:: SUPPLIED INFORMATION

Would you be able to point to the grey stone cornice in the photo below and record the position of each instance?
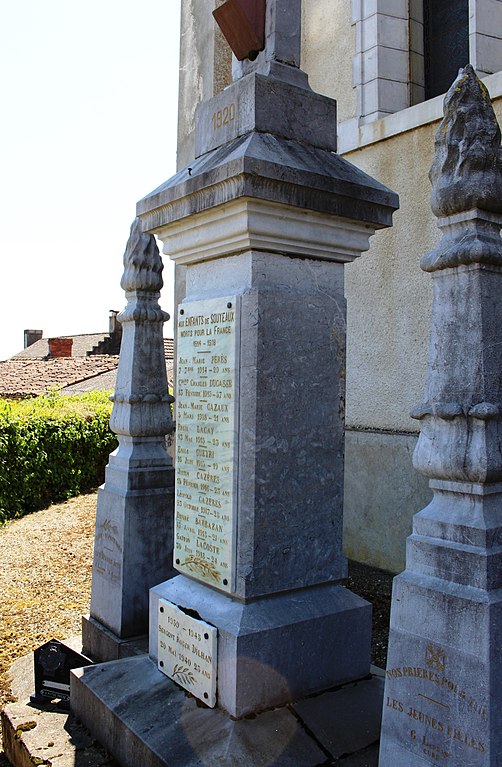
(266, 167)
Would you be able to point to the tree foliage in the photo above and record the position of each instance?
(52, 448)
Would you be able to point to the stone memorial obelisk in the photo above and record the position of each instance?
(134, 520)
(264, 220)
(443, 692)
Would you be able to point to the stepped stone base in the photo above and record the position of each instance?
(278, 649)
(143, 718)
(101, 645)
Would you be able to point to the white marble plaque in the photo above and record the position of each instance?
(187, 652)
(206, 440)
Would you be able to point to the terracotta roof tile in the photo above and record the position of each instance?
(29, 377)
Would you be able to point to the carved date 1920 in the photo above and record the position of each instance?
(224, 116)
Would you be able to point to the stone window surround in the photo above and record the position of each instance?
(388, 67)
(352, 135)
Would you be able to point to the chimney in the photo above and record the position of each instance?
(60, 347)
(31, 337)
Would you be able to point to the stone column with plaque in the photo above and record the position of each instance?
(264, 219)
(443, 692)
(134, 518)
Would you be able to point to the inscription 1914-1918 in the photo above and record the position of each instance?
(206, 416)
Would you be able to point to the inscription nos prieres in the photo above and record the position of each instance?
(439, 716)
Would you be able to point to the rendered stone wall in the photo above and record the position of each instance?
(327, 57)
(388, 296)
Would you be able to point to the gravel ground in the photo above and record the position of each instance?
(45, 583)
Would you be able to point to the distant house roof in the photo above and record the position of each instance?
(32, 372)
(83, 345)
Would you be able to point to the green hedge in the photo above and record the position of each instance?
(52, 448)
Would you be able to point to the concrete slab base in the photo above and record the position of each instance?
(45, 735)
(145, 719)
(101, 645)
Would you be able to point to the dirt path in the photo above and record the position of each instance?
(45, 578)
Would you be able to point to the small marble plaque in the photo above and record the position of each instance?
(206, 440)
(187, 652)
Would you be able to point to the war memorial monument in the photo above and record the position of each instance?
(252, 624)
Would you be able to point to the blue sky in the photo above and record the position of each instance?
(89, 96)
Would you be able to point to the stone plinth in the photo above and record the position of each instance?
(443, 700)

::::
:: SUPPLIED INFORMATION

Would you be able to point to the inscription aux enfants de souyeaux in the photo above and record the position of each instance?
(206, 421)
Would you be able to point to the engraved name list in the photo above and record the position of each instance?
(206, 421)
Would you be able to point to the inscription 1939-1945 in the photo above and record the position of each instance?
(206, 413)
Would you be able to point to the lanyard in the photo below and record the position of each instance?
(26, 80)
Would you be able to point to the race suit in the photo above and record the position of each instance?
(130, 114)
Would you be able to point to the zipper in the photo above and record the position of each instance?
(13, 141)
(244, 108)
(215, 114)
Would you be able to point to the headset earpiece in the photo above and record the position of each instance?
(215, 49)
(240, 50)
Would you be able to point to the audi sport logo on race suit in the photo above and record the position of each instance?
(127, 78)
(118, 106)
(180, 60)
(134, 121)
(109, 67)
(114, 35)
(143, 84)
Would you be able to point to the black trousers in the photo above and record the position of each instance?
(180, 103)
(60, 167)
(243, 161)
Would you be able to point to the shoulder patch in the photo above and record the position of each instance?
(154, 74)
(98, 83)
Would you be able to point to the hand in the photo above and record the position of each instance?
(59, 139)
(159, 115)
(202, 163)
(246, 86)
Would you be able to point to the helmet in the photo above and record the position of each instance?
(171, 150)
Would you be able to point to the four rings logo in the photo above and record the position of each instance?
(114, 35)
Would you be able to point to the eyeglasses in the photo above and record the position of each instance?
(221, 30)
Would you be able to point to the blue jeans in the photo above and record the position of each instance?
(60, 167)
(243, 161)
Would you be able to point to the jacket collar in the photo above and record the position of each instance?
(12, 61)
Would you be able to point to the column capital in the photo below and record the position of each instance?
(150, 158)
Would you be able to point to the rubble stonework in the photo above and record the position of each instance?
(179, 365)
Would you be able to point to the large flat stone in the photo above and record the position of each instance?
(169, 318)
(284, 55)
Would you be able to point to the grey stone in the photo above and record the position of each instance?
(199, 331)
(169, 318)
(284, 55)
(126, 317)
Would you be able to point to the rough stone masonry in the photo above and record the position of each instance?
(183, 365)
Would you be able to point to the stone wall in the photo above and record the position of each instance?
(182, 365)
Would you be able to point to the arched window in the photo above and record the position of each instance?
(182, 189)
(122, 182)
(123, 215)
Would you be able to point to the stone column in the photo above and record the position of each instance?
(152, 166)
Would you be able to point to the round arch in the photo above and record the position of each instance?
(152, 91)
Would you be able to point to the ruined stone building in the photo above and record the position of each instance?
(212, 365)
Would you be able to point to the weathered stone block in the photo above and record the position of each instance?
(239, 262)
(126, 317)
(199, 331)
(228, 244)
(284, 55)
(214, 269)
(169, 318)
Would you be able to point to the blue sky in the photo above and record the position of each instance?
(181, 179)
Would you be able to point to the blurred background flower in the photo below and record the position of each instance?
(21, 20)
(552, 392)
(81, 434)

::::

PROBLEM:
Return each line from the entries above that contains the word "column". Upper and lower case must match.

FINISHED EXERCISE:
Would you be able to point to the stone column with plaque in the photo above and record the position of each instance?
Would you be able to point to the column capital in the photo below and record the position of each instance?
Would you be able to point to the stone column in the photo above and record the position of each instance?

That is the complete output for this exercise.